Material supplied.

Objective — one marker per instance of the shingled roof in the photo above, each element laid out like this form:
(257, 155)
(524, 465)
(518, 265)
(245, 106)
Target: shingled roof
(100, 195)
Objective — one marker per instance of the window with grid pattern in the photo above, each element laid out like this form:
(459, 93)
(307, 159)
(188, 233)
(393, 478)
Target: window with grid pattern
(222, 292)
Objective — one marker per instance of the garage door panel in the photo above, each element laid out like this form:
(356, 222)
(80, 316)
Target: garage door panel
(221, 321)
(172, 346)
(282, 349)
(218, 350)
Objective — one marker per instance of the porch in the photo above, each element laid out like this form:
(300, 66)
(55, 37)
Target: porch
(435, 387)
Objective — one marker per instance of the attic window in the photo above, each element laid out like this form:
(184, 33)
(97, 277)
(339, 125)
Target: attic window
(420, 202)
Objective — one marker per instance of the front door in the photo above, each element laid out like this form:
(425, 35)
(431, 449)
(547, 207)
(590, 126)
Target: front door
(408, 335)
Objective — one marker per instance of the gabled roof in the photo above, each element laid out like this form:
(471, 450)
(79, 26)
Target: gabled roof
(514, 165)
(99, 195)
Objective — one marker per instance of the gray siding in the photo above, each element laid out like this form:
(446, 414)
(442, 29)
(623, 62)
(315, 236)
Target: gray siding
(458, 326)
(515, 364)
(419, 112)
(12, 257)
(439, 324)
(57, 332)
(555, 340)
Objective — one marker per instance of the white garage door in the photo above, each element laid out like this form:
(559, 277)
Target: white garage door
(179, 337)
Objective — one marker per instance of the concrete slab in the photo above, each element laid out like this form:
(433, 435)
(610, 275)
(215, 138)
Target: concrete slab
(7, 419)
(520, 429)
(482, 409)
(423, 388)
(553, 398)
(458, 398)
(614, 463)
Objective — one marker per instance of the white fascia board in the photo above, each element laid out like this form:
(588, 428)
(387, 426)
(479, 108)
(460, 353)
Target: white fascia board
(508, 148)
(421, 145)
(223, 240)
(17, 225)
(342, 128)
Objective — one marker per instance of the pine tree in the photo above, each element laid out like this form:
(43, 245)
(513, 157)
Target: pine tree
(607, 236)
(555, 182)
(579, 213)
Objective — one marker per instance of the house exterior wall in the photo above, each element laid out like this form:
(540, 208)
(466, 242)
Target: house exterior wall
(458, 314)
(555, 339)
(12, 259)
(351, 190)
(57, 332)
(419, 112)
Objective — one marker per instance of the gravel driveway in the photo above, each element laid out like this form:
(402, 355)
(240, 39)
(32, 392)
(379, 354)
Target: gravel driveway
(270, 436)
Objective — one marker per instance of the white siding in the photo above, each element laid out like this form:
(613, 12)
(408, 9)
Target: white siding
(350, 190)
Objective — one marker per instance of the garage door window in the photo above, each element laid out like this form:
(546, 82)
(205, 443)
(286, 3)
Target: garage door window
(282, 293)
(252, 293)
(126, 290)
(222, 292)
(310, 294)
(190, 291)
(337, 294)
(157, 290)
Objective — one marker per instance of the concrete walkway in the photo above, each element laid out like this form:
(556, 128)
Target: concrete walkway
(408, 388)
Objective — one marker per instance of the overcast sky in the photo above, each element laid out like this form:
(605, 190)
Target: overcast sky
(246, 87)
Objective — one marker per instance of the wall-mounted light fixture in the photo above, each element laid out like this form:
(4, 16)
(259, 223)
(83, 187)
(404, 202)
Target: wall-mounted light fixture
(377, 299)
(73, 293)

The problem. Going line by line, set down the data above exactly as given.

Response to this exercise.
Objective — one marker per instance of the shingled roof in the photo above, each element laid out like this form:
(257, 155)
(524, 465)
(518, 265)
(245, 106)
Target: shingled roof
(100, 195)
Objective — one marker per instance of the window with grid pattern in the photo above, each element laid out like this form:
(459, 93)
(307, 159)
(188, 233)
(393, 478)
Target: window with grid pattern
(222, 292)
Objective — one marker per instance of the garage door panel in the photo above, each element laid out like this form:
(356, 222)
(80, 316)
Target: garage door panel
(221, 321)
(172, 346)
(282, 349)
(218, 350)
Objective — one marker per instance of the porch in the photo above, each element laid out like this form:
(300, 66)
(55, 37)
Target: porch
(435, 387)
Objective — one marker per instance of the attic window in the photo above, each element laid out like this form:
(184, 33)
(97, 277)
(339, 125)
Target: attic window
(420, 202)
Objective — one marker per instance of the front door in the photo above, each element laid out like this form:
(425, 35)
(431, 449)
(547, 207)
(590, 126)
Target: front door
(408, 335)
Objective — one marker per instance of the gabled roof in the photo above, each element laid out like this form:
(471, 450)
(79, 26)
Target: gabled roof
(514, 165)
(99, 195)
Objective — one marker per instance of the gray siding in the photo above, each element laid out like this form:
(446, 414)
(442, 29)
(623, 62)
(315, 236)
Target: gray siding
(458, 326)
(515, 364)
(419, 112)
(12, 257)
(439, 324)
(57, 332)
(555, 340)
Objective — one marker per instance of the white garage door in the photo above, each element laid out like this form:
(559, 277)
Target: white garage door
(179, 337)
Objective — one marker per instance of the concrete slab in the photo above, each element laid out like this form:
(433, 435)
(610, 275)
(215, 138)
Target: concrete slab
(7, 419)
(520, 429)
(482, 409)
(423, 388)
(553, 398)
(458, 398)
(614, 463)
Objective — one marker per instance of the white fascia board in the photo above, each element laid out like this form:
(588, 428)
(387, 426)
(479, 108)
(460, 353)
Target: white fascia board
(508, 148)
(421, 145)
(223, 240)
(17, 225)
(342, 128)
Objective — one marker per instance of the pine tree in the photo above, each element laid out like this form:
(43, 245)
(513, 157)
Target: pine tree
(607, 236)
(555, 182)
(579, 213)
Objective — one marker per instance of the house exterior wall in the photo above, each element laid out like this form:
(540, 208)
(466, 242)
Target: house exterior wall
(458, 314)
(555, 339)
(12, 259)
(351, 190)
(57, 332)
(419, 112)
Objective — one marker per instance of the gravel driveway in the photo above, each element laid out like this form:
(402, 355)
(240, 39)
(32, 392)
(379, 354)
Target: gravel driveway
(270, 436)
Objective — one marker per instance of the white siding in the photo above, each element laid out like this form:
(613, 12)
(408, 9)
Target: white siding
(350, 190)
Objective — one marker per instance of the garage door window in the photo above, each element laid out like this form:
(546, 82)
(205, 443)
(286, 3)
Target: garage door window
(282, 293)
(252, 293)
(126, 290)
(222, 292)
(310, 294)
(190, 291)
(337, 294)
(157, 290)
Objective — one marker per instance of the concrete walkway in the photo above, each element laid out like this form:
(556, 128)
Target: concrete walkway
(408, 388)
Objective — one marker per instance of the overcast sky in the photo above, each element laid out like this form:
(605, 190)
Target: overcast sky
(246, 87)
Objective — one marker per instance of the wall-mounted light fixture in the photo above, each element laid out like this form:
(4, 16)
(259, 223)
(83, 187)
(404, 202)
Target: wall-mounted light fixture
(377, 299)
(73, 293)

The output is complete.